• What to work on
Please print the records below exactly as they are.

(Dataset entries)
'''

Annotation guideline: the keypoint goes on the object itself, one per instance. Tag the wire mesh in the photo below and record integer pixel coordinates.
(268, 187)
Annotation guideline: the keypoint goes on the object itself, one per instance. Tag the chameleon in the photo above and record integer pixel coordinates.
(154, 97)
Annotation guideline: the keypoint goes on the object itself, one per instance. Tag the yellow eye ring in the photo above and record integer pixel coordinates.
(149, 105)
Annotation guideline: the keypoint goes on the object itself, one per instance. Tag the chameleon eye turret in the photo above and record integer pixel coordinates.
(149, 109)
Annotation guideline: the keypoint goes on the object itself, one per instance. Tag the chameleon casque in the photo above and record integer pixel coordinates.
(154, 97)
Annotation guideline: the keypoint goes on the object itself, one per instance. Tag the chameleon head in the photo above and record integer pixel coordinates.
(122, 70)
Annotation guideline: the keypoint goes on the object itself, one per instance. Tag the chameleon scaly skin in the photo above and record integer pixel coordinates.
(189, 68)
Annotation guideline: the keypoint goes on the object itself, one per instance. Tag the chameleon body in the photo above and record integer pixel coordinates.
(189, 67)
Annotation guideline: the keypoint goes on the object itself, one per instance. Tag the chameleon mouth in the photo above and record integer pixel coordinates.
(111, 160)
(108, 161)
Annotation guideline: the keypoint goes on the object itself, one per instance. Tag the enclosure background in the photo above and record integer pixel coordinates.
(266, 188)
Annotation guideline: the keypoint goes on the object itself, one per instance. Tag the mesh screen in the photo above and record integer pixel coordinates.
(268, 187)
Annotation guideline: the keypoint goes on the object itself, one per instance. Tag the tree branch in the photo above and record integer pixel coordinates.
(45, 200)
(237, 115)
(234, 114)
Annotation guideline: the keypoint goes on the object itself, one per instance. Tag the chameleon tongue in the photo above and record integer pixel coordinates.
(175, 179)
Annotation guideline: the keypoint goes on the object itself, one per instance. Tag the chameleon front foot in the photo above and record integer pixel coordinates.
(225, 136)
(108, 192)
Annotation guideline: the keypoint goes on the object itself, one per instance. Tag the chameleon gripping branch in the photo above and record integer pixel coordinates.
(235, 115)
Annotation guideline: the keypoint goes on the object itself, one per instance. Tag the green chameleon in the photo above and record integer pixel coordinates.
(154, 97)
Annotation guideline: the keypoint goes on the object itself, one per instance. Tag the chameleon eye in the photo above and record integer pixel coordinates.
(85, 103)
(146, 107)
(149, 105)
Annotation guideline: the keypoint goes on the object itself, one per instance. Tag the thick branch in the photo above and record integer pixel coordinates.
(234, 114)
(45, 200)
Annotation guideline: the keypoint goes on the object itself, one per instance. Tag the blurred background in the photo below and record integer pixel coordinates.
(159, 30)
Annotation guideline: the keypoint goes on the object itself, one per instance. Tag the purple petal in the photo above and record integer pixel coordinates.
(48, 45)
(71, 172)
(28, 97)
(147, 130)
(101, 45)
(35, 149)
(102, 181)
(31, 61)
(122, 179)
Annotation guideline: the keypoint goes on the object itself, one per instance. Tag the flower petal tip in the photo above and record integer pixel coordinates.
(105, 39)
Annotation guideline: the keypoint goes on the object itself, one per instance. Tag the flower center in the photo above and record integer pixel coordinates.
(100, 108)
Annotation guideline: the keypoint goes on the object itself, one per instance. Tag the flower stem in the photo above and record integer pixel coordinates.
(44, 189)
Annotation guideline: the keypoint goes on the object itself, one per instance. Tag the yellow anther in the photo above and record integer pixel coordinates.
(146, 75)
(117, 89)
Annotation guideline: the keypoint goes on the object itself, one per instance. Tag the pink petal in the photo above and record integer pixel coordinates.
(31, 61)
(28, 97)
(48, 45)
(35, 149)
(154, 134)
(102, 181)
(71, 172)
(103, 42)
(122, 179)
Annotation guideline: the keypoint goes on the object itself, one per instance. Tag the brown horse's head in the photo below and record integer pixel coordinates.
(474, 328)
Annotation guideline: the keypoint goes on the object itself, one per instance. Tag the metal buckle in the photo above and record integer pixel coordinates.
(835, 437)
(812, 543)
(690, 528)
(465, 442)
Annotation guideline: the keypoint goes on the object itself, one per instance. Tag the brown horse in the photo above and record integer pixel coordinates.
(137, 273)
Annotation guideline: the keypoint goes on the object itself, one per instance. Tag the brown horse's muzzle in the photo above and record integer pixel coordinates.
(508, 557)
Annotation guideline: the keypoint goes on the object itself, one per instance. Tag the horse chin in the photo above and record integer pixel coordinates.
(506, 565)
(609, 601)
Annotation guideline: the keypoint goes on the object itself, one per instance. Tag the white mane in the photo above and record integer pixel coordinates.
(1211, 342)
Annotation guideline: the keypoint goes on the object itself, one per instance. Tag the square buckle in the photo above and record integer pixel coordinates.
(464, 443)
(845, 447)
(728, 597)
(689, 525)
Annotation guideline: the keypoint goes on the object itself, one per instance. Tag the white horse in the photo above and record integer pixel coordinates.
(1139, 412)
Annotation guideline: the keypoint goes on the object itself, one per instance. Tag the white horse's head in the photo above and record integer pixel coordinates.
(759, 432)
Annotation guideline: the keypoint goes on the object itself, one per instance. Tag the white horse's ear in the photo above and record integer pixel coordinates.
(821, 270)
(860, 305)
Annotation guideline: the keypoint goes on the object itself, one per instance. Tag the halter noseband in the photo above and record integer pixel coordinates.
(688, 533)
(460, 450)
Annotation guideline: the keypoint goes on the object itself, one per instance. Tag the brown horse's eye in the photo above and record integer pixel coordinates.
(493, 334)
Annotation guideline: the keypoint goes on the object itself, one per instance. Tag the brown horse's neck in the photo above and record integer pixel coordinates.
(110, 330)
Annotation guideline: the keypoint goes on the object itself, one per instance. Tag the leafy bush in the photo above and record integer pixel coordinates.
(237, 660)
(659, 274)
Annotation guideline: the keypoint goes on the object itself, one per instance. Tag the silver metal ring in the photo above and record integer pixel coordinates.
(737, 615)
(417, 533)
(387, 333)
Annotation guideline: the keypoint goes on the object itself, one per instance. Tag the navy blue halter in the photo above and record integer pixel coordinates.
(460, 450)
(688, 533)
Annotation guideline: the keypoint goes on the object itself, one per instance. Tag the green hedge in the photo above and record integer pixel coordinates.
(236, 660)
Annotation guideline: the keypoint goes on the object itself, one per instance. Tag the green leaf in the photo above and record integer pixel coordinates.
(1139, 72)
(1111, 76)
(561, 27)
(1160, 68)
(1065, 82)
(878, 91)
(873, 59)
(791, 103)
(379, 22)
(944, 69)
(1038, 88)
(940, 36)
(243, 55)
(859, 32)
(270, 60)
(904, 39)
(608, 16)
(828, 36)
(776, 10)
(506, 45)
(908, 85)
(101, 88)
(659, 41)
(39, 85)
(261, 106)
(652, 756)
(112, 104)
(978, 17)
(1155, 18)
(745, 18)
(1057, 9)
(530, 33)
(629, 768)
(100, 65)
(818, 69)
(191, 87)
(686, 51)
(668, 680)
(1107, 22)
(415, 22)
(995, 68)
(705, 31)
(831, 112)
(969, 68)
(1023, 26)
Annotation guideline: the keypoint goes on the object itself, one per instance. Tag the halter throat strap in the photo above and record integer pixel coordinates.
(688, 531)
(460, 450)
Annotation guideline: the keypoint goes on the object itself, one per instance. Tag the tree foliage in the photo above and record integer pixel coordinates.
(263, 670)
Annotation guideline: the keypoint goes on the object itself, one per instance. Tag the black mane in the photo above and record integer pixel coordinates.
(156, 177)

'''

• Solution below
Annotation guideline: the keypoint goes on the object itself, one per instance. Tag the wire mesh in the photo below and record integer pixel coordinates.
(268, 187)
Annotation guideline: the keypoint goes on the object itself, one per instance. Tag the chameleon in the photo above and record integer pixel coordinates.
(154, 97)
Annotation guideline: the keypoint goes on the object itself, one per instance. Tag the yellow eye ring in the photo above and record integer pixel coordinates.
(149, 105)
Annotation guideline: the keypoint goes on the object itself, one per instance. Tag the chameleon eye turret in the photo above and record integer pixel coordinates.
(149, 109)
Annotation guideline: the keypoint goes on the object itself, one per instance. Tag the chameleon casque in the photo above and record integer pixel coordinates.
(154, 97)
Annotation guideline: the keypoint goes on the object itself, one per instance. Tag the chameleon head in the photo above and record integer pixel coordinates.
(122, 70)
Annotation guideline: the keypoint goes on the object itself, one per instance. Tag the chameleon scaly skin in the photo above and record integer pixel coordinates.
(189, 68)
Annotation guideline: the keypoint goes on the object itself, one per instance. Tag the chameleon body in the photo above and record integer pixel coordinates.
(189, 67)
Annotation guideline: the keypoint goes on the object itself, one per instance. Tag the chameleon mouth in the photo above and record integer pixel coordinates.
(111, 160)
(108, 161)
Annotation guideline: the keypoint goes on the object itself, one per instance. Tag the enclosure background in the photo above and record integer pixel coordinates.
(266, 188)
Annotation guideline: the keypoint goes on the object itself, one per instance. Tag the mesh screen in the photo above and record integer pixel coordinates.
(268, 187)
Annotation guideline: the keypoint goes on the object itself, one per instance. Tag the tree branch in the photo above and record integer pixel coordinates.
(45, 200)
(237, 115)
(234, 114)
Annotation guideline: the keypoint goes on the object itself, one per instance. Tag the chameleon tongue in the photo above and record integer pixel coordinates.
(175, 179)
Annotation guideline: the keypoint goes on the object itself, one per instance. Tag the chameleon front foot in the photo above and record integer pixel coordinates.
(225, 136)
(108, 192)
Annotation guideline: the keypoint goes on the object itself, one per instance. Tag the chameleon gripping branch in the photo above and record integer pixel coordinates.
(235, 115)
Annotation guideline: the keypoint goes on the object itself, one per instance. Tag the green chameleon in the photo above and record integer pixel coordinates.
(154, 97)
Annotation guideline: the keypoint goes on the object itself, one per instance. Tag the chameleon eye in the photo above and record integer pixel coordinates.
(85, 103)
(146, 107)
(149, 105)
Annotation guideline: the keypoint goes on the object itself, one per instance. Tag the thick branch in the photo above and record integer pixel coordinates.
(234, 114)
(45, 200)
Annotation guideline: the keypoint goes on the object itself, one per instance. Tag the blurred background in the photo below and record integer pixel coordinates.
(159, 30)
Annotation guideline: the keypoint goes on the object itself, one per instance. Tag the purple petal in the photo above and record integer pixel coordinates.
(48, 45)
(71, 172)
(28, 97)
(147, 130)
(101, 45)
(35, 149)
(102, 181)
(31, 61)
(122, 179)
Annotation guideline: the keypoint goes on the object itself, one per instance. Tag the flower petal tip in the photo above and record integer pixel coordinates.
(105, 39)
Annotation guideline: the keypoint goes on the object itself, one per instance. Tag the flower center in the photo above and record integer pixel coordinates.
(100, 108)
Annotation guideline: the keypoint goes on the object itself, one per instance. Tag the flower stem in the photo above and record integer pixel coordinates.
(44, 189)
Annotation guideline: the keypoint goes on the object itself, one per instance. Tag the yellow anther in the photo above and record integer pixel coordinates.
(146, 75)
(117, 89)
Annotation guideline: the keypoint goes on the object itself, one per instance. Tag the pink petal in the photo above and record integer pixel coordinates.
(31, 61)
(28, 97)
(48, 45)
(35, 149)
(154, 134)
(102, 181)
(71, 172)
(103, 42)
(122, 179)
Annotation guideline: the keypoint goes on the object itself, one per instance. Tag the brown horse's head in the photo below and record integer pixel coordinates.
(474, 328)
Annotation guideline: the keypoint goes on the object itself, one per instance. Tag the metal buckle in the photo above and record integer pixel coordinates.
(835, 437)
(812, 543)
(690, 528)
(465, 442)
Annotation guideline: the keypoint goes on the object itself, one per instance. Tag the brown horse in the photo above and record integer pixel coordinates.
(137, 273)
Annotation guideline: the keypoint goes on the object itself, one per instance. Tag the brown horse's muzzle in the photo above and record integer pixel coordinates.
(508, 557)
Annotation guideline: the keypoint goes on the object itself, one per instance. Tag the horse chin in the photo above and record integer pixel coordinates.
(506, 565)
(609, 601)
Annotation guideline: the keypoint goes on the object itself, one per instance. Tag the white mane in the photo above and record integer pixel coordinates.
(1211, 342)
Annotation guideline: the keypoint goes on the object itself, one per instance. Tag the square buckle in the photo above and record integer pixel coordinates.
(464, 443)
(845, 447)
(728, 597)
(689, 525)
Annotation guideline: the keypoint goes on the object itself, one per instance. Tag the white horse in the photo above and record integer pixel coordinates.
(1139, 412)
Annotation guideline: the keypoint goes on the object itself, one per instance. Tag the white horse's head in the photo above and record integer pixel coordinates.
(759, 432)
Annotation guideline: the keypoint goes on the object itself, one per instance. Tag the white horse's ear in the photo above and record integer pixel coordinates.
(821, 270)
(860, 305)
Annotation guideline: the keypoint goes on the object itself, one per instance. Tag the halter noseband in the photo above and record integer pixel coordinates.
(688, 533)
(460, 450)
Annotation guideline: the keypoint goes on the object itself, one per instance. Tag the brown horse's eye in the photo above and record integer pixel coordinates.
(493, 334)
Annotation guideline: the keypoint goes on the object itself, one per instance. Tag the brown horse's neck in the photo above and record integer pixel coordinates.
(110, 330)
Annotation guideline: the keypoint goes on the object itself, one per instance. Tag the leafy bush in the photo above and record integer pixel coordinates.
(237, 660)
(659, 274)
Annotation guideline: the keypoint goes on the object itself, one per instance. Tag the silver metal ring in the photo above and record integer pixel coordinates.
(737, 615)
(417, 533)
(387, 333)
Annotation guideline: the keypoint goes on the object itself, one per instance. Tag the navy blue halter in the photo above and record integer pixel coordinates.
(460, 450)
(688, 533)
Annotation guideline: the keypoint goes on the object itself, one per instance. Tag the green hedge in the photo above and record integer pixel coordinates.
(236, 660)
Annotation guideline: the keypoint goes on the object itself, one per instance. Tag the green leaf in the photo above and record integer pixel coordinates.
(1139, 72)
(1111, 76)
(561, 27)
(1160, 68)
(1065, 82)
(878, 91)
(873, 59)
(791, 103)
(379, 22)
(944, 69)
(1038, 88)
(940, 36)
(243, 55)
(859, 32)
(270, 60)
(904, 39)
(608, 16)
(828, 36)
(776, 10)
(506, 45)
(908, 85)
(101, 88)
(659, 41)
(39, 85)
(261, 106)
(652, 756)
(112, 104)
(978, 17)
(1155, 18)
(745, 18)
(1057, 9)
(530, 33)
(629, 768)
(100, 65)
(818, 69)
(191, 87)
(686, 51)
(668, 680)
(1107, 22)
(415, 22)
(995, 68)
(705, 31)
(831, 112)
(969, 68)
(1023, 26)
Annotation guideline: the keypoint goes on the object itself, one per instance. Tag the halter throat strap in the photo above and record integer pixel coordinates.
(688, 531)
(460, 450)
Annotation guideline: the keypoint goes on the object itself, one per instance. Tag the tree foliage in the photo above and record integer pixel coordinates.
(263, 670)
Annotation guideline: the keypoint goes on the object itself, one per instance. Tag the black mane in the photo above and record integer pixel coordinates.
(156, 177)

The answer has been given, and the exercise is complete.